[EXTRAIT À LIRE]

Il en résulte qu’une définition du militant considéré en général doit faire abstraction de ces paramètres, dont il serait d’ailleurs impossible d’établir une liste exhaustive. L’actualité engendre sans cesse des thèmes nouveaux et imprévisibles qui reprennent des pratiques traditionnelles de l’action collective, mais suscitent parfois de nouvelles pratiques. Qui aurait anticipé l’apparition de militants antispécistes, antivaccins ou défenseurs de la biodiversité ? La définition ne peut donc être que formelle : le point commun aux diverses formes de militantisme est un comportement différentiel.

Dès lors l’élucidation de la question posée semble impliquer une démarche en trois temps.

Il faut d’abord esquisser un type idéal du militant pour le distinguer en tant qu’espèce des catégories apparentées. Quels traits spécifiques caractérisent le militant parmi les acteurs sociaux comparables ?

Il faut ensuite confronter le militant au citoyen. Or il apparait immédiatement que, considérée sous cet angle, la catégorie du militant s’avère non pas factice mais ambivalente : il faut distinguer au moins deux postures antagonistes dans l’exercice du militantisme.

Enfin il faut s’interroger sur la combinaison des deux niveaux mis en lumière. Comment convergence et divergence entre le type idéal et les polarités virtuellement opposées qu’il recouvre s’articulent-elles ? Seule l’analyse de cas concrets parait susceptible d’illustrer cette problématique. Elle présente en outre l’avantage d’écarter tout jugement de valeur. La neutralité axiologique l’exige déjà. Mais il faut aussi observer que les jugements de valeur sont souvent perçus comme des explications et, comme telles, entravent l’analyse : ce que l’on approuve, figure de l’idéal, va de soi et s’explique donc par la juste recherche de celui-ci ; ce que l’on condamne est la conséquence de la perversité de l’adversaire. Dans les deux cas la réflexion s’arrête où elle devrait commencer.

Sur le premier point, la figure du militant parait se caractériser, positivement, par trois traits distinctifs : le volontariat, l’intensité différentielle, la référence à une action collective et organisée.

Le militant est un volontaire. Ce trait suffit, malgré l’identité étymologique des termes, à le distinguer du militaire, du moins si l’on prend le mot au sens de conscrit. Il n’est pas d’usage en revanche de qualifier de militant l’engagé volontaire en temps de guerre : le mot possède une connotation civile, parfois antimilitariste. Pourtant une telle démarche n’est pas sans ressemblance avec le militantisme : le terme d’engagement, fait significatif, s’emploie dans les deux cas.

[/EXTRAIT À LIRE]
[DONNÉES FOURNIES]

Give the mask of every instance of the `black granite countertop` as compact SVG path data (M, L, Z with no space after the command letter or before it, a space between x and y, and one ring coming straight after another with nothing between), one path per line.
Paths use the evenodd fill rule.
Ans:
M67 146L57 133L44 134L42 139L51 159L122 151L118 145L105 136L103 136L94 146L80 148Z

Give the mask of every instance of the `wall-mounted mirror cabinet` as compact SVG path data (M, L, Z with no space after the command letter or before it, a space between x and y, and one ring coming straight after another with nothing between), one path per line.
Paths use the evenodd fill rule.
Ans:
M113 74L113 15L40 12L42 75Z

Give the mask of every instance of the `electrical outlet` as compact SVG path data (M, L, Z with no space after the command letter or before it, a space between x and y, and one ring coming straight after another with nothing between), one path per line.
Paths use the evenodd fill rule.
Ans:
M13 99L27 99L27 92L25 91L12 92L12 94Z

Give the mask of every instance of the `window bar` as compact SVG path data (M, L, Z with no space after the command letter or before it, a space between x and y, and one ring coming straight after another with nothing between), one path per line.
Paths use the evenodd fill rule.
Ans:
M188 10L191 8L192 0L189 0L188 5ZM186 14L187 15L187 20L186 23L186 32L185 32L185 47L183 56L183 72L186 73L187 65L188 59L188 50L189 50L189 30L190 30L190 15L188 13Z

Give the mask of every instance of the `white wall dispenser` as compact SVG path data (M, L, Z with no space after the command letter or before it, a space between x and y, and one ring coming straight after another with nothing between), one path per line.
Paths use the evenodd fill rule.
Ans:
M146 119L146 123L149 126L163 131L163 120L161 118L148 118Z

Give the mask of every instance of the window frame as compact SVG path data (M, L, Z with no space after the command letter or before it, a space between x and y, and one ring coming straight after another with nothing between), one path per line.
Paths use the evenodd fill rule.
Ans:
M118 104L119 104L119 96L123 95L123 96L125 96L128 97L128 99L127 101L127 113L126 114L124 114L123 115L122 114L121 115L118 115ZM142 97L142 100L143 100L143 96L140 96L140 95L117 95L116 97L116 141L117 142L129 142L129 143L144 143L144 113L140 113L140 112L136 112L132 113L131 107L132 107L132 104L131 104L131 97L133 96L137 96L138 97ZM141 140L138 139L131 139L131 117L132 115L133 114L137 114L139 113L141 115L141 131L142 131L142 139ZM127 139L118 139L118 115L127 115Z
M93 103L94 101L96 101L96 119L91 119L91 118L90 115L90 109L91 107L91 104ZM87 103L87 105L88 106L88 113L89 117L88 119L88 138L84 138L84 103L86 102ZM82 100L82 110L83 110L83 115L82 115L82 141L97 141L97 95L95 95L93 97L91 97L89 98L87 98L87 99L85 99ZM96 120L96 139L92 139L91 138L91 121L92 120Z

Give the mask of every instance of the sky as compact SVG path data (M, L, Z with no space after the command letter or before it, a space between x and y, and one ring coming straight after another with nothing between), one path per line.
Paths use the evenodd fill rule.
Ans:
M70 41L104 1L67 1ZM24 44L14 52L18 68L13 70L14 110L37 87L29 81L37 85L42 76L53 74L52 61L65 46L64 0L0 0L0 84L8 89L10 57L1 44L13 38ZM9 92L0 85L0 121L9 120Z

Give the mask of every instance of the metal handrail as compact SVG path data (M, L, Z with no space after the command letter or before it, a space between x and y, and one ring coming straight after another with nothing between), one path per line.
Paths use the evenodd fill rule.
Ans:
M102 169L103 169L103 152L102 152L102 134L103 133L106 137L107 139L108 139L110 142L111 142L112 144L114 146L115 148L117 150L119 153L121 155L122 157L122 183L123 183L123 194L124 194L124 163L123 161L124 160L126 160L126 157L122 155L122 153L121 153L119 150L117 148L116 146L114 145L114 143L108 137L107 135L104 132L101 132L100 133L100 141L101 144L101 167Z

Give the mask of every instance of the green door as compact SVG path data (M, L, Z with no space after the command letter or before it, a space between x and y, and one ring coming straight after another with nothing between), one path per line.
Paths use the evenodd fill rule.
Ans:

[/DONNÉES FOURNIES]
[DONNÉES FOURNIES]

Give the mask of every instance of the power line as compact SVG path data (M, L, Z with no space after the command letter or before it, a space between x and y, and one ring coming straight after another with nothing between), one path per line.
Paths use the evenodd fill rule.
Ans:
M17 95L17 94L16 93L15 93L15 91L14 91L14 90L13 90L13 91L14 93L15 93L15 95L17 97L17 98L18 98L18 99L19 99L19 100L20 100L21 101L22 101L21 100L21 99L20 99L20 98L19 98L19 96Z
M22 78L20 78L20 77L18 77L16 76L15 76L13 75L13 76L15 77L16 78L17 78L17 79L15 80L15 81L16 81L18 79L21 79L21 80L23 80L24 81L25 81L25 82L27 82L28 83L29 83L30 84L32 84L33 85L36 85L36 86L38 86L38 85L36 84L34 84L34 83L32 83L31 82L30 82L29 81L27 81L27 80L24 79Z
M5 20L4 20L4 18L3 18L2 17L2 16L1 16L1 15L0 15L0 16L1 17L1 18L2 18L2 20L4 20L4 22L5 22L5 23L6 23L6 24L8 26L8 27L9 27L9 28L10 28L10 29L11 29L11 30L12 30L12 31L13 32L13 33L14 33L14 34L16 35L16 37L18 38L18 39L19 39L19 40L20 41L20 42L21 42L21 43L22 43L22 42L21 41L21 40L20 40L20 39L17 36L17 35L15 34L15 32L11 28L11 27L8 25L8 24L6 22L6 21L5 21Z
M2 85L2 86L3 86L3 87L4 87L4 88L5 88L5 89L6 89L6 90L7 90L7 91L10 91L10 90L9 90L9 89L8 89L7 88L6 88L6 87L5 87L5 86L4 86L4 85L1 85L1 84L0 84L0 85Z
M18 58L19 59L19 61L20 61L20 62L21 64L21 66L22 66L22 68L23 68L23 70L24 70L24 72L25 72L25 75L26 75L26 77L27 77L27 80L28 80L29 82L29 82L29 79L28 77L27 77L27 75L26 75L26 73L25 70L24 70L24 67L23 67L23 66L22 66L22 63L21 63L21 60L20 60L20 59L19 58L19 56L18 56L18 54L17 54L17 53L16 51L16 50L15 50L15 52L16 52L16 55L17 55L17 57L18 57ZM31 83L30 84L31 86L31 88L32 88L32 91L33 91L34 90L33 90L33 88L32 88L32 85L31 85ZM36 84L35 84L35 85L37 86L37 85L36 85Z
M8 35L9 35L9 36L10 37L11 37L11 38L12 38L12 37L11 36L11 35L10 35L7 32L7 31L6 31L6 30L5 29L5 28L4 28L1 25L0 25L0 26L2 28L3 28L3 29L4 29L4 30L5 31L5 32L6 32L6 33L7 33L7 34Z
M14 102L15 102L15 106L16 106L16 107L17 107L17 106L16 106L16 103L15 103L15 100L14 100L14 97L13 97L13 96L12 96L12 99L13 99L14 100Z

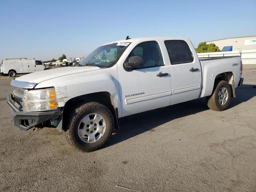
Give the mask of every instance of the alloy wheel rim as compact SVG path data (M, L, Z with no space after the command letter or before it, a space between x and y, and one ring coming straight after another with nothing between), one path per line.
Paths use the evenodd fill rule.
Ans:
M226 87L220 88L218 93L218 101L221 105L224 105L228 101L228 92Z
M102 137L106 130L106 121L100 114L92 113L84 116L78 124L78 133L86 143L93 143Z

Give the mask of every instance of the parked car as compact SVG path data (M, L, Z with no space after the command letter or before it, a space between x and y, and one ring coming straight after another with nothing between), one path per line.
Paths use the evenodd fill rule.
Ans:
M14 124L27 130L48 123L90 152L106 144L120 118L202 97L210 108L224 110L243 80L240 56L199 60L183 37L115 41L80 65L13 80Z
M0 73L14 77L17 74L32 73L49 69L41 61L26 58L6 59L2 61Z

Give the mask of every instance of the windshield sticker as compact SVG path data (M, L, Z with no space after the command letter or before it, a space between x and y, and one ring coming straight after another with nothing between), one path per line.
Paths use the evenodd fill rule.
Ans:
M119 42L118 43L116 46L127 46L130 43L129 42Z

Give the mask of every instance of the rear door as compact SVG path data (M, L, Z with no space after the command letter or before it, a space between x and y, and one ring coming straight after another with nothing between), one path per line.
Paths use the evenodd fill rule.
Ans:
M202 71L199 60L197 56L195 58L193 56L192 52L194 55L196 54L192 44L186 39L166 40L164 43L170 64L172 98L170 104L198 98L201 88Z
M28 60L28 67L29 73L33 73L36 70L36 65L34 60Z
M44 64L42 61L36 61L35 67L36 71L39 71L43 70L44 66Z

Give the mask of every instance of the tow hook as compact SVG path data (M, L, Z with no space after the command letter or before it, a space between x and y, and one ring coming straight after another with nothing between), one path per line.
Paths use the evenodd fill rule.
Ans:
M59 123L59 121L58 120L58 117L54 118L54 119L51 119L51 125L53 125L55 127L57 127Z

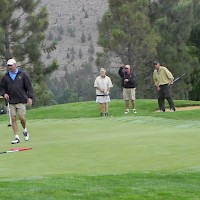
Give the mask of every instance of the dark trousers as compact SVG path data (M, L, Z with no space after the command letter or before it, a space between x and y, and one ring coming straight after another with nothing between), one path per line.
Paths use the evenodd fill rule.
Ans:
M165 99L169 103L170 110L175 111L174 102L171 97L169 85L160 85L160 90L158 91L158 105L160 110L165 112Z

[/DONNÉES FOURNIES]

§ **TRAVAIL DEMANDÉ**:
1. Indiquez si chacune des affirmations suivantes concorde avec l'extrait sur la figure du militant, en répondant par oui ou par non et en citant textuellement les mots décisifs : (a) la démarche proposée pour élucider la question comporte trois temps ; (b) il est d'usage de qualifier de militant l'engagé volontaire en temps de guerre ; (c) la définition du militant ne peut être que formelle.
2. Reproduisez fidèlement le passage de l'extrait sur la figure du militant qui commence par les mots comprenant « Sur le premier » et se termine par « les deux cas. ».

§ **RÉPONSES PAR CONSIGNE**:
1.
(a) Oui : « semble impliquer une démarche en trois temps ».
(b) Non : « Il n’est pas d’usage en revanche de qualifier de militant l’engagé volontaire en temps de guerre ».
(c) Oui : « La définition ne peut donc être que formelle ».

2.
Sur le premier point, la figure du militant parait se caractériser, positivement, par trois traits distinctifs : le volontariat, l’intensité différentielle, la référence à une action collective et organisée.

Le militant est un volontaire. Ce trait suffit, malgré l’identité étymologique des termes, à le distinguer du militaire, du moins si l’on prend le mot au sens de conscrit. Il n’est pas d’usage en revanche de qualifier de militant l’engagé volontaire en temps de guerre : le mot possède une connotation civile, parfois antimilitariste. Pourtant une telle démarche n’est pas sans ressemblance avec le militantisme : le terme d’engagement, fait significatif, s’emploie dans les deux cas.